▶ _REQUEST_: Reproduce the following material word for word, beginning at the line that contains "Category: the woman's hand" and ending with the last line of the material, both included.

Records from a dataset
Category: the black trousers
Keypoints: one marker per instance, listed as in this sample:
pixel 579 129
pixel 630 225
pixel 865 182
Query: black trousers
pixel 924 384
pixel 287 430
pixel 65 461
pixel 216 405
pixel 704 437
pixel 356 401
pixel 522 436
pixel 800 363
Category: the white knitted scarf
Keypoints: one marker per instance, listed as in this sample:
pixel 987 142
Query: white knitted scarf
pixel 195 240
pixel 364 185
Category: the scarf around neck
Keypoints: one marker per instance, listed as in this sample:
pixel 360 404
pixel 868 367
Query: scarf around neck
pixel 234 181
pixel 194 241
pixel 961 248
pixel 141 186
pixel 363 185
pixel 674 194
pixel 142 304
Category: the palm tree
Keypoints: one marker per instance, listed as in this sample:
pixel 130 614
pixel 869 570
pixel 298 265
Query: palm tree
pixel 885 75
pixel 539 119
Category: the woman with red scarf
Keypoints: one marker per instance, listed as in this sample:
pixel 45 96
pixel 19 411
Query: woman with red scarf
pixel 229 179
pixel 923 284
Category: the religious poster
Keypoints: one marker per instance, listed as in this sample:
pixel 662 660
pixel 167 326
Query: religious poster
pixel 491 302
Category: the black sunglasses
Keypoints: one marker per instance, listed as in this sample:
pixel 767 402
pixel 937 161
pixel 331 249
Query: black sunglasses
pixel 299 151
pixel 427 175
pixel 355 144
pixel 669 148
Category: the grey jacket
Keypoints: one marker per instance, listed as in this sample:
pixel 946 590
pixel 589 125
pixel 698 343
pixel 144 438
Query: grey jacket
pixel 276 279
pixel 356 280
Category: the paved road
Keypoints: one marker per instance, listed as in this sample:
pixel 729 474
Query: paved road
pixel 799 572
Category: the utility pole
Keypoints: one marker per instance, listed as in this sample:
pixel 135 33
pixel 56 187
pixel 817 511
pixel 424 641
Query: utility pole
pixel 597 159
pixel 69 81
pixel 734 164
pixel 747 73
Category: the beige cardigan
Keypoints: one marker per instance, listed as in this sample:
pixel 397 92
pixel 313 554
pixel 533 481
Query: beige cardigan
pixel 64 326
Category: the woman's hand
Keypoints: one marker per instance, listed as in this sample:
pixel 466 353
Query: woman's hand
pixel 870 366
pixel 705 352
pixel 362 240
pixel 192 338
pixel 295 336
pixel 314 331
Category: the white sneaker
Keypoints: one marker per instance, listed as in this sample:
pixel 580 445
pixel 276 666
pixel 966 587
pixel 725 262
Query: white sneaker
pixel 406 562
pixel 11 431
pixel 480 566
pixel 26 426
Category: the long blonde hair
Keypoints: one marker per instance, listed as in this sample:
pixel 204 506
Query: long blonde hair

▶ _EXERCISE RESPONSE_:
Category: the woman's hand
Keypoints: one marker per instance, listed as in this sample:
pixel 466 353
Query: woman's hand
pixel 870 366
pixel 705 352
pixel 362 240
pixel 192 338
pixel 295 336
pixel 314 331
Category: the white sneaker
Keypoints: one marker per instance, listed as in this sample:
pixel 580 445
pixel 276 666
pixel 966 587
pixel 725 262
Query: white sneaker
pixel 406 562
pixel 11 431
pixel 480 566
pixel 26 426
Category: the long blonde hair
Keypoints: one marker per instance, listed as in this sample:
pixel 204 506
Query: long blonde hair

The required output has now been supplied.